== Data shown ==
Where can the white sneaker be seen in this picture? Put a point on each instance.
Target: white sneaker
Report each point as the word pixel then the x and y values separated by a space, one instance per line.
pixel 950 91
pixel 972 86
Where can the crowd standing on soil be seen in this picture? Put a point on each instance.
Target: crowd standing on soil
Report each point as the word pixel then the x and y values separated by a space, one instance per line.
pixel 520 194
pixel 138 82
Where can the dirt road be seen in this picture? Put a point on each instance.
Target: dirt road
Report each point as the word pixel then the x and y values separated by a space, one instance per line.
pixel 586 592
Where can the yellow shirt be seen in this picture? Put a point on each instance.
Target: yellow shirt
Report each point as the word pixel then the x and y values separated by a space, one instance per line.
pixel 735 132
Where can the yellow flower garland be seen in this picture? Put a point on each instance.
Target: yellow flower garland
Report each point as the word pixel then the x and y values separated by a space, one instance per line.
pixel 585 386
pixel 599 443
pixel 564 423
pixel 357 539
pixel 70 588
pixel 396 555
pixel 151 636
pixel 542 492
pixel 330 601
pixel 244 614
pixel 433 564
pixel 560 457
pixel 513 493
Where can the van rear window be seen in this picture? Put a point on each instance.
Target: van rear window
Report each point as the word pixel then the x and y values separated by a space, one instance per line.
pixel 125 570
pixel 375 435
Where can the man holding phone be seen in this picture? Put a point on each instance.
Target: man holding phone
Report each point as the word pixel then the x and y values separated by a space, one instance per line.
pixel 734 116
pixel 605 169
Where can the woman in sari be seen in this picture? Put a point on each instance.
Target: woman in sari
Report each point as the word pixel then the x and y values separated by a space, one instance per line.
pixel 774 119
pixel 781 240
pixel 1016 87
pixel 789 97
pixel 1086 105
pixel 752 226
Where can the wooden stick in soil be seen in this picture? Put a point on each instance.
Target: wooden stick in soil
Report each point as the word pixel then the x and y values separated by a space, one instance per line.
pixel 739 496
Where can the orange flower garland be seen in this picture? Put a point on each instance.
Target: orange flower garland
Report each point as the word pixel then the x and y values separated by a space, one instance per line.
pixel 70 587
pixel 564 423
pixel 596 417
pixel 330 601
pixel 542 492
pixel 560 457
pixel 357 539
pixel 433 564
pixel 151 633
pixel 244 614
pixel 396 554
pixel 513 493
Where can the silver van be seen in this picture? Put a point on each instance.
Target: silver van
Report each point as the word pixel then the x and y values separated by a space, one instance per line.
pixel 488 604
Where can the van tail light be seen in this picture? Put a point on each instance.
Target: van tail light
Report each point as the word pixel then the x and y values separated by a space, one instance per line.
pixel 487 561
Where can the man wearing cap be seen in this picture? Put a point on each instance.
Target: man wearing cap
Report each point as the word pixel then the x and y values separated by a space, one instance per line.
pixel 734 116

== What this task involves ==
Once the line with "Where can the yellow flower" is found in the records above, print exactly that line and every line after it through the line with "Where can the van rear".

== Output for this exercise ==
Where can the yellow flower garland be seen in this picture? Put a point on each instance.
Target: yellow flower garland
Report each point as the word pixel then the x and y values separated by a space, one instance per line.
pixel 585 386
pixel 599 443
pixel 564 423
pixel 357 539
pixel 70 588
pixel 396 555
pixel 151 636
pixel 542 492
pixel 330 601
pixel 244 614
pixel 433 564
pixel 560 457
pixel 513 493
Where can the van rear window be seen in this picture? Put a point on each instance.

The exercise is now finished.